WHAT TO PRODUCE -> Recast the lines of the items below as a JSON list of strings, one string per line, with blank lines left out. Include only the lines starting at the one containing "the window with" and ending at the one containing "[[216, 179], [171, 235]]".
-- Start of PROVIDED RECORDS --
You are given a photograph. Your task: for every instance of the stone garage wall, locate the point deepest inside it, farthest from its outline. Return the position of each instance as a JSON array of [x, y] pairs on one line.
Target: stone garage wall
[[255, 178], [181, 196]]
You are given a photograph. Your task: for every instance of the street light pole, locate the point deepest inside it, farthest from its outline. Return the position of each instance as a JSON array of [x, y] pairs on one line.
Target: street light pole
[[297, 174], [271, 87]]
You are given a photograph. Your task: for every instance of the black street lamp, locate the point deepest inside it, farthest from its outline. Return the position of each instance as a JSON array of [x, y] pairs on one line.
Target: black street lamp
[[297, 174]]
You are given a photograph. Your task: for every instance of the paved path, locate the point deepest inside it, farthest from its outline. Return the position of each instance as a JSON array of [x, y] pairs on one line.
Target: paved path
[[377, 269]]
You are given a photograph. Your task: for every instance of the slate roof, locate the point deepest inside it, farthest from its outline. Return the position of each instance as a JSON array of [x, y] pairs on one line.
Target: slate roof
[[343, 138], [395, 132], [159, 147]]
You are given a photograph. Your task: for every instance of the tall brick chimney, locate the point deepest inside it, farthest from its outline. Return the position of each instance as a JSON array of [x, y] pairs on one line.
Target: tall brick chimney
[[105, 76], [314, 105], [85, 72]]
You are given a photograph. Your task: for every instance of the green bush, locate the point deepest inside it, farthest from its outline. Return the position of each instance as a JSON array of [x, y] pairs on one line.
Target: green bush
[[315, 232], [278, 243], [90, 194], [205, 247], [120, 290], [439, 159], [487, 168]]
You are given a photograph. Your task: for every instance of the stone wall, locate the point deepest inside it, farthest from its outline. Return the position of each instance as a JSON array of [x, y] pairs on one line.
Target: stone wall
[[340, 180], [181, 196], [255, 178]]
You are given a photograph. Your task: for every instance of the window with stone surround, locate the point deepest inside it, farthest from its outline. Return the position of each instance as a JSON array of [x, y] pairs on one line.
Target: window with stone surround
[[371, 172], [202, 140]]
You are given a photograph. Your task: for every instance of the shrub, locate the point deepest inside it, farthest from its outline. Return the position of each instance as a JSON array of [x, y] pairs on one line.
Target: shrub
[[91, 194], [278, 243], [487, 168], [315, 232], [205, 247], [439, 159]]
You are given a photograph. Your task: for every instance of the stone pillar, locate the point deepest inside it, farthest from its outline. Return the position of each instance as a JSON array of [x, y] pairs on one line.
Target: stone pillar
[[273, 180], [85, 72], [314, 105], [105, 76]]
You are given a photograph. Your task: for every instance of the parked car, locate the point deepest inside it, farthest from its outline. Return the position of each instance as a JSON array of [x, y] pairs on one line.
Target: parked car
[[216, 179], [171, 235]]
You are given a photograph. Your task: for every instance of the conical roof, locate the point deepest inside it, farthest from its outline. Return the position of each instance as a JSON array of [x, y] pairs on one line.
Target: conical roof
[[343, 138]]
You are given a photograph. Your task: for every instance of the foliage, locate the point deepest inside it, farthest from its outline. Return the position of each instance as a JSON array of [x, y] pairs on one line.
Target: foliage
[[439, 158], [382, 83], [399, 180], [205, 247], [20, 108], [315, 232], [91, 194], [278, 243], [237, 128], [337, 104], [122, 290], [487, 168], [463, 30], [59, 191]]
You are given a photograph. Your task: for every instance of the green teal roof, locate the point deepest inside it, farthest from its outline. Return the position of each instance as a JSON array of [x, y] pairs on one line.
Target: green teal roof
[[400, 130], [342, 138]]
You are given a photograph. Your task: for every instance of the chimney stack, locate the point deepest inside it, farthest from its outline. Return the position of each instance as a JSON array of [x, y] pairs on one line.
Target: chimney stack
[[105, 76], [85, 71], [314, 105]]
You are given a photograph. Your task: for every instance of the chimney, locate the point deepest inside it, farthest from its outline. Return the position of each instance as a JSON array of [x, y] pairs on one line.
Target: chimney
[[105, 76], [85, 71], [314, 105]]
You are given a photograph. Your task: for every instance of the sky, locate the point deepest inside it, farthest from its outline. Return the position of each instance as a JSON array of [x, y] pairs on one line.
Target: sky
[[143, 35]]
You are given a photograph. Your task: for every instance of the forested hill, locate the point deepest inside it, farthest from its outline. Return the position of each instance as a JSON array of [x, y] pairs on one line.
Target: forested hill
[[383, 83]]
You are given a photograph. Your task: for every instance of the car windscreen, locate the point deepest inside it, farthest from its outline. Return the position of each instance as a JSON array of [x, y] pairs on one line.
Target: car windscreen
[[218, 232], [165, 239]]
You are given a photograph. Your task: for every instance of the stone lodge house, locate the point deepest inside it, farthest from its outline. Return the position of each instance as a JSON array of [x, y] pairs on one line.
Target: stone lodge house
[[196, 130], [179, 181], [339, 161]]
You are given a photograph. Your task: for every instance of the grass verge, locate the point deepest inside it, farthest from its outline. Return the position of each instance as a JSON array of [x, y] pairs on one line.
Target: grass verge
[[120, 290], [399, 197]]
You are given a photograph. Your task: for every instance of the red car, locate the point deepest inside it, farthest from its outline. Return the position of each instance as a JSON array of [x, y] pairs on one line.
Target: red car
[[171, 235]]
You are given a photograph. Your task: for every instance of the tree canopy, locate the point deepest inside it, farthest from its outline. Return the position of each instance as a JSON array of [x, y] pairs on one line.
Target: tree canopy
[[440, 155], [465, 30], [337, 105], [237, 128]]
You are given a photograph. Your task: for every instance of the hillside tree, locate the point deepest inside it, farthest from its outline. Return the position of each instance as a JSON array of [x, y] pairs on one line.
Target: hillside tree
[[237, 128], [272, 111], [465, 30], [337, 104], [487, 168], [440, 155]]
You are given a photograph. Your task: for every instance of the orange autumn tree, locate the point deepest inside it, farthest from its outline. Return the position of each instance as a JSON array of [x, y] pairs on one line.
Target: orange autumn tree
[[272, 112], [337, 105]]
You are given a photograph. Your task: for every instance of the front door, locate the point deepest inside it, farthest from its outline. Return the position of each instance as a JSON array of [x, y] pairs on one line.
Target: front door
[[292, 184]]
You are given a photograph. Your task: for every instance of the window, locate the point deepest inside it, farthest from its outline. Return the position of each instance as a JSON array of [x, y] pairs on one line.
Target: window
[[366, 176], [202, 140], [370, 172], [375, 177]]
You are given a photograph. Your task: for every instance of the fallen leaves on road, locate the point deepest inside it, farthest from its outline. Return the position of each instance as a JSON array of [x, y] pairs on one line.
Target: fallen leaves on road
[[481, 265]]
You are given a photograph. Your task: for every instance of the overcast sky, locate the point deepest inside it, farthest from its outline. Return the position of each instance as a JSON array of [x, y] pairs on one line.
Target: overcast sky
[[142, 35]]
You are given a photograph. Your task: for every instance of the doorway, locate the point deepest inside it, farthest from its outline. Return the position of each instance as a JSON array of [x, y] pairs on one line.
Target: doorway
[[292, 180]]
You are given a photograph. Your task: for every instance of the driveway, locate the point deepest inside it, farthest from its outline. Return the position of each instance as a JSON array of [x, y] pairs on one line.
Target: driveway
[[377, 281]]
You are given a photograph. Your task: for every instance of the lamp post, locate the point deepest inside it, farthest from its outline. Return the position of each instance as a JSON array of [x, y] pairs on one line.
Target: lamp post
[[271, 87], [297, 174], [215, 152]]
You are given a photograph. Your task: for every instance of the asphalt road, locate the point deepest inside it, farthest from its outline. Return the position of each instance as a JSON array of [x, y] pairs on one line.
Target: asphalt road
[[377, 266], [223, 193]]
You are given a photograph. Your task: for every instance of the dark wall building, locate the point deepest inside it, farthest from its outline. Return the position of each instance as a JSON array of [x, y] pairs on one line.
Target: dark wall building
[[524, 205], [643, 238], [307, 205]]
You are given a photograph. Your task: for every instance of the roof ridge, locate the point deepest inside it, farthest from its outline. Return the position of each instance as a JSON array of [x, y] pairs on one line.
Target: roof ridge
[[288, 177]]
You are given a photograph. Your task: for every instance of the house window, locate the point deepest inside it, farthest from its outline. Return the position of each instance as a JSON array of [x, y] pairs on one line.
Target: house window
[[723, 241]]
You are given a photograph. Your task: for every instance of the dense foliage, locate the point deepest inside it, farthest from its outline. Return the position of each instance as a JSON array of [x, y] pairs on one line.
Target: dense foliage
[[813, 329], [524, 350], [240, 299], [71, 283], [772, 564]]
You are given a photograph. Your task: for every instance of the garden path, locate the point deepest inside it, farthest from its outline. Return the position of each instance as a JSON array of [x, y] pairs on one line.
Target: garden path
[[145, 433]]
-- End of PROVIDED RECORDS --
COMPLETED EXERCISE ->
[
  "You are given a photograph. Your task: for every instance of the window with stone surround, locate the point deepest inside it, farthest from its outline. Return the position of each instance as a JSON array of [x, y] pairs on one line.",
  "Target: window with stone surround",
  "[[371, 172], [202, 140]]",
  "You are given a photograph. Your task: for every instance of the shrub, locate the point deepest inside it, farthest from its outline. Return the position of each instance as a JSON array of [x, y] pairs on one line.",
  "Target: shrub",
  "[[91, 194], [278, 243], [487, 168], [315, 232], [205, 247], [439, 159]]",
  "You are given a photograph. Your task: for every instance of the stone pillar, locate the point deepest inside it, farthest from its outline. Return the position of each instance as a JSON array of [x, y] pairs on one line.",
  "Target: stone pillar",
  "[[273, 180], [85, 72], [314, 105], [105, 76]]",
  "You are given a photograph. Your task: for every instance of the parked car, locate the point deepest inside it, farthest from its outline. Return the position of each instance as a JSON array of [x, y] pairs on one line.",
  "Target: parked car",
  "[[216, 179], [171, 235]]"
]